## What you are asked to do
Recast every line of the items below as a numbered list, leaving out any blank lines.

Location labeling records:
•••••

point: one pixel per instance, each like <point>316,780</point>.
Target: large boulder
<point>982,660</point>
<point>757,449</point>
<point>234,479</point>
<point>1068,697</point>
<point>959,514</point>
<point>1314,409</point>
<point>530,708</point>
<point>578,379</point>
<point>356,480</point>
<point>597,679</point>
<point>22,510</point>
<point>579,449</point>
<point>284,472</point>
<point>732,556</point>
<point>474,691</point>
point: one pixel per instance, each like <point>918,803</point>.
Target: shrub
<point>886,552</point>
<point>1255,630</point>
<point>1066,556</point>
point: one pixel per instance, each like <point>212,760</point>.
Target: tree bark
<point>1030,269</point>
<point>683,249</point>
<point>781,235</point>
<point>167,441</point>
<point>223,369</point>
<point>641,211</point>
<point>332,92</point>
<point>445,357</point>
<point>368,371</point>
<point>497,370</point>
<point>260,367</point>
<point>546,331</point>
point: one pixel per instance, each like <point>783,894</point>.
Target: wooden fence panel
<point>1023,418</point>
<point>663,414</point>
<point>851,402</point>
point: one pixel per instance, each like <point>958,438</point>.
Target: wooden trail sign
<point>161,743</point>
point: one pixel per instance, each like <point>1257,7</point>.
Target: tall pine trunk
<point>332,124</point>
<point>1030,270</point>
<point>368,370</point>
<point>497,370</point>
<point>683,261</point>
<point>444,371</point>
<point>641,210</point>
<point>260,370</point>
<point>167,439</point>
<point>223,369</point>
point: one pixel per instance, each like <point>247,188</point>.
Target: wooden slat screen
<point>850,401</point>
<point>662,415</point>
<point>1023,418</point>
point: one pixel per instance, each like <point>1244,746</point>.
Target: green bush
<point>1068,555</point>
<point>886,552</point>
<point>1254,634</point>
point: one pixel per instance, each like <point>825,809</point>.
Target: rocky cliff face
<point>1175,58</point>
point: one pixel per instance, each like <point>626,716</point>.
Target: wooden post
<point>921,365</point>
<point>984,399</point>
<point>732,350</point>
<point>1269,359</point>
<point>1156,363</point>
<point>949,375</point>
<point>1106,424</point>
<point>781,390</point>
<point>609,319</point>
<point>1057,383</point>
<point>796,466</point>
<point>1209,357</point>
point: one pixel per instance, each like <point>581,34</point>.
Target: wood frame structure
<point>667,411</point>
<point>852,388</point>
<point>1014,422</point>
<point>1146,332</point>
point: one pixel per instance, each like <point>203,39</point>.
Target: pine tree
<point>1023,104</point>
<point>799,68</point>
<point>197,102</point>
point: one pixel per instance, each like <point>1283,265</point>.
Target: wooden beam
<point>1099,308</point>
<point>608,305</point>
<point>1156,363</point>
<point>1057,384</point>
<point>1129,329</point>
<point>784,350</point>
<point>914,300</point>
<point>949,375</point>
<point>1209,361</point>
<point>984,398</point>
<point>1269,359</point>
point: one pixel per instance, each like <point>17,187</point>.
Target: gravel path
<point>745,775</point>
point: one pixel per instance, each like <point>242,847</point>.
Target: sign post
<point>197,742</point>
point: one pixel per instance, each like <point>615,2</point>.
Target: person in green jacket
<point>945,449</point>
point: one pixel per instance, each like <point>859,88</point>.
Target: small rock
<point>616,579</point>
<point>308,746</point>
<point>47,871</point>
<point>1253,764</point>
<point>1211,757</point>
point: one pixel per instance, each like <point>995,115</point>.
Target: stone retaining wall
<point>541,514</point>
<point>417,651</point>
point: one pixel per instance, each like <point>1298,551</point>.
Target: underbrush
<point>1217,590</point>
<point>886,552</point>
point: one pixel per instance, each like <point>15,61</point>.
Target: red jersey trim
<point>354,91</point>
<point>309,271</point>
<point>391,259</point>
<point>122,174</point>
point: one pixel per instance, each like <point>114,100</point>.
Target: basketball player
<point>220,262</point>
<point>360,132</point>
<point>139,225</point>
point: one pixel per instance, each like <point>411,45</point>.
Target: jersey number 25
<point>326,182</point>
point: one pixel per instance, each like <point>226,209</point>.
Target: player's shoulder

•••••

## Output of the exercise
1. point: one pixel per instance, each like <point>316,780</point>.
2. Target: large boulder
3. <point>982,660</point>
4. <point>757,449</point>
5. <point>234,479</point>
6. <point>1068,697</point>
7. <point>959,514</point>
8. <point>1314,409</point>
9. <point>530,708</point>
10. <point>578,379</point>
11. <point>356,480</point>
12. <point>597,679</point>
13. <point>22,510</point>
14. <point>579,449</point>
15. <point>284,472</point>
16. <point>732,556</point>
17. <point>474,691</point>
18. point: one pixel per instance, each like <point>918,803</point>.
19. Target: shrub
20. <point>886,552</point>
21. <point>1255,630</point>
22. <point>1066,556</point>
23. point: one pixel per instance, each like <point>212,760</point>.
24. Target: tree bark
25. <point>1030,269</point>
26. <point>683,249</point>
27. <point>781,235</point>
28. <point>167,441</point>
29. <point>223,369</point>
30. <point>641,211</point>
31. <point>332,92</point>
32. <point>445,357</point>
33. <point>368,371</point>
34. <point>497,370</point>
35. <point>260,367</point>
36. <point>546,331</point>
37. point: one pixel per instance, each like <point>783,894</point>.
38. Target: wooden fence panel
39. <point>1023,418</point>
40. <point>663,414</point>
41. <point>851,402</point>
42. point: one pixel per instance, each like <point>958,438</point>.
43. Target: wooden trail sign
44. <point>161,743</point>
45. point: one pixel per instance, each like <point>1257,7</point>.
46. Target: tall pine trunk
47. <point>332,124</point>
48. <point>1030,270</point>
49. <point>368,370</point>
50. <point>497,370</point>
51. <point>683,261</point>
52. <point>444,371</point>
53. <point>641,210</point>
54. <point>260,370</point>
55. <point>167,439</point>
56. <point>223,369</point>
57. point: one pixel per instance, each like <point>247,188</point>.
58. Target: wooden slat screen
59. <point>850,401</point>
60. <point>662,415</point>
61. <point>1023,418</point>
62. point: one pixel per instance, each like <point>1244,746</point>.
63. Target: green bush
64. <point>1068,555</point>
65. <point>886,552</point>
66. <point>1254,634</point>
67. point: one pixel per instance, each like <point>825,809</point>.
68. Target: rocky cliff face
69. <point>1175,58</point>
70. point: one pixel per instance, each like <point>626,716</point>.
71. Target: wooden post
72. <point>921,365</point>
73. <point>984,399</point>
74. <point>732,350</point>
75. <point>1269,359</point>
76. <point>1156,363</point>
77. <point>949,375</point>
78. <point>1106,424</point>
79. <point>781,390</point>
80. <point>609,319</point>
81. <point>1057,383</point>
82. <point>796,466</point>
83. <point>1209,357</point>
84. point: one pixel per instance, each like <point>581,34</point>.
85. Target: wood frame structure
86. <point>667,411</point>
87. <point>852,388</point>
88. <point>1014,422</point>
89. <point>1146,332</point>
90. point: one pixel per instance, each like <point>203,39</point>.
91. Target: pine tree
92. <point>1023,104</point>
93. <point>799,68</point>
94. <point>197,102</point>
95. point: one pixel per instance, each like <point>1283,265</point>.
96. Target: wooden beam
97. <point>1099,308</point>
98. <point>608,305</point>
99. <point>1156,363</point>
100. <point>1057,384</point>
101. <point>1129,329</point>
102. <point>784,350</point>
103. <point>914,300</point>
104. <point>949,375</point>
105. <point>1209,361</point>
106. <point>984,398</point>
107. <point>1269,359</point>
108. point: one pixel per instance, each like <point>17,187</point>.
109. Target: gravel path
110. <point>745,775</point>
111. point: one pixel per instance, each like <point>242,847</point>.
112. Target: sign post
113. <point>197,742</point>
114. point: one pixel per instance, each like <point>615,2</point>.
115. Target: person in green jacket
116. <point>945,449</point>
117. point: one pixel per instance, each like <point>859,88</point>.
118. Target: small rock
119. <point>616,579</point>
120. <point>308,746</point>
121. <point>47,871</point>
122. <point>1253,764</point>
123. <point>1211,757</point>
124. point: one pixel per instance, each like <point>995,115</point>.
125. Target: stone retaining wall
126. <point>541,514</point>
127. <point>417,651</point>
128. point: one pixel per instance, each like <point>1298,551</point>.
129. Target: underbrush
130. <point>1217,590</point>
131. <point>886,552</point>
132. point: one pixel per instance, each like <point>15,61</point>.
133. Target: red jersey trim
134. <point>354,91</point>
135. <point>309,271</point>
136. <point>391,259</point>
137. <point>122,174</point>
138. point: one pixel per instance, each like <point>114,100</point>.
139. Target: basketball player
140. <point>220,262</point>
141. <point>360,132</point>
142. <point>139,225</point>
143. point: one pixel per instance, each like <point>411,45</point>.
144. Target: jersey number 25
145. <point>326,182</point>
146. point: one pixel per instance, each like <point>226,209</point>.
147. Target: player's shoulder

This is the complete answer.